• _SET TASK_
Using the entries below, return word for word the lines from the one containing "Every instance of the support" up to and including the last.

**** INPUT DATA ****

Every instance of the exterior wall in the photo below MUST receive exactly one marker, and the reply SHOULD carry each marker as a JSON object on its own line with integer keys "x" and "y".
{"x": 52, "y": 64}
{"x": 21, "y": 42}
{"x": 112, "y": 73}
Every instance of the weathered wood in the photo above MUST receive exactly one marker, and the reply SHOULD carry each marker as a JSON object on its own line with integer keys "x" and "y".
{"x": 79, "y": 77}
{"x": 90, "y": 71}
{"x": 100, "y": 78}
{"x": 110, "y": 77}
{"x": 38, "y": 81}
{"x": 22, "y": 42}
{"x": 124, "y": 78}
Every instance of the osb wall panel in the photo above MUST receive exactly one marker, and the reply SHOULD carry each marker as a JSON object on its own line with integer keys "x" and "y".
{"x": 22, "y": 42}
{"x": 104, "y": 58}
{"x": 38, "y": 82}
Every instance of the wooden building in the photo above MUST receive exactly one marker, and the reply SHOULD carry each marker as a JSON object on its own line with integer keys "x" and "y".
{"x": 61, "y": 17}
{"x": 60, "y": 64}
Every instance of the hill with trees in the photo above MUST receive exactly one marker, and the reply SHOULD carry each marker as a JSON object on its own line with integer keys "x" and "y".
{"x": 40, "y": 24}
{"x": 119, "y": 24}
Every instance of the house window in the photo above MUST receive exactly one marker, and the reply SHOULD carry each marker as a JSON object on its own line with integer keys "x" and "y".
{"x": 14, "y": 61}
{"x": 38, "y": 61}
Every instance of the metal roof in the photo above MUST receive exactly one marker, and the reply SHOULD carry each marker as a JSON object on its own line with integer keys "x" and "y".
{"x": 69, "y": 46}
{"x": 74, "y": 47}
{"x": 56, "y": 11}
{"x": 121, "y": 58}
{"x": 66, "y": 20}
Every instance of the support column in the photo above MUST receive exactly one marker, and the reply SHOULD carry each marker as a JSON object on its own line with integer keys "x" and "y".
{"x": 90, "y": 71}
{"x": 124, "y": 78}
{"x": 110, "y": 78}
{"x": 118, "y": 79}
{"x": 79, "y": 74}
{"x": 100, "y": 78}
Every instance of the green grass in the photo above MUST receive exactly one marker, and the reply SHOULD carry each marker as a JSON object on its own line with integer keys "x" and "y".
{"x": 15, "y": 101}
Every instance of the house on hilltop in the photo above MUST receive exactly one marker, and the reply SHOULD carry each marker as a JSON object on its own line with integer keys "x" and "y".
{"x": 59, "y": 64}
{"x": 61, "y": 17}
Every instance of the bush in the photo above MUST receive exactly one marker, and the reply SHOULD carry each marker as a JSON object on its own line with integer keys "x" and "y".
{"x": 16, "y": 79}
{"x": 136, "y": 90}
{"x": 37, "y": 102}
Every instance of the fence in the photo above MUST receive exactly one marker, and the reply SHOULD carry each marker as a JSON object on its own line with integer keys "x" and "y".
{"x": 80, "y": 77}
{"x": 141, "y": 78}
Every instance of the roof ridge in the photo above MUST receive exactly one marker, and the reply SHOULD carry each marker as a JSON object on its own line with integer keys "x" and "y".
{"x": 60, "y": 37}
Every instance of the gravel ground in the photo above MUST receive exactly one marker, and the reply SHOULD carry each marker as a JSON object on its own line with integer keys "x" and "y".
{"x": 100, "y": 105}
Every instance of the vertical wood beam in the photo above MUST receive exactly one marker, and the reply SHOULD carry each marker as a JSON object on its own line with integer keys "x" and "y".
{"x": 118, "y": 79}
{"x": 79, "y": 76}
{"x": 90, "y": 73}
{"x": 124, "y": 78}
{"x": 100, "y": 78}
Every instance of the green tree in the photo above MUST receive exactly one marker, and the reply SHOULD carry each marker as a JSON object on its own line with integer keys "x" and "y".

****

• _EXERCISE RESULT_
Every instance of the support column in the photo above MUST receive exactly one marker, and the reply SHOULD carry each marker as a JSON object on its own line with integer keys "x" and "y".
{"x": 90, "y": 71}
{"x": 124, "y": 78}
{"x": 110, "y": 78}
{"x": 118, "y": 79}
{"x": 79, "y": 74}
{"x": 100, "y": 78}
Every instance of the green grass in the photo above MUST receive exactly one marker, and the reply SHOULD carry each marker as a JSON object on its own line with integer keys "x" and "y".
{"x": 15, "y": 101}
Every instance of the house on hilltop in the photo above MUST receive exactly one marker, and the reply SHOULD carry each marker as a JSON object on its own line with integer keys "x" and "y".
{"x": 59, "y": 64}
{"x": 61, "y": 17}
Every instance of the bush in the photo above MUST receive exactly one marker, and the reply SHOULD carry each marker as a JSON object on its own line with integer keys "x" and "y".
{"x": 16, "y": 79}
{"x": 136, "y": 90}
{"x": 37, "y": 102}
Every instance of the fence in the photo above MUST receive exactly one marker, and the reply SHOULD carry each marker as a JSON object on its own line with integer keys "x" and "y".
{"x": 80, "y": 77}
{"x": 141, "y": 78}
Every instance of the roof ridge in the photo above MUST receive exactly one marker, and the reply SHOULD carry each marker as a JSON object on its own line with integer keys "x" and "y".
{"x": 60, "y": 37}
Every instance of the gravel ground in the photo above MUST receive exactly one marker, and the reply SHOULD carry each marker as a JSON object on its own line with integer keys "x" and "y".
{"x": 100, "y": 105}
Every instance of the vertical wood beam in the photo above MUST receive exactly one marker, and the reply SHOULD carry each marker as a JSON object on its own line with integer keys "x" and "y".
{"x": 118, "y": 79}
{"x": 79, "y": 76}
{"x": 90, "y": 73}
{"x": 124, "y": 78}
{"x": 100, "y": 78}
Every instance of the green tree in the photo above MUST receive exactly one marker, and the reply SHOULD carry each marker as a JSON object on its own line with integer keys "x" and "y".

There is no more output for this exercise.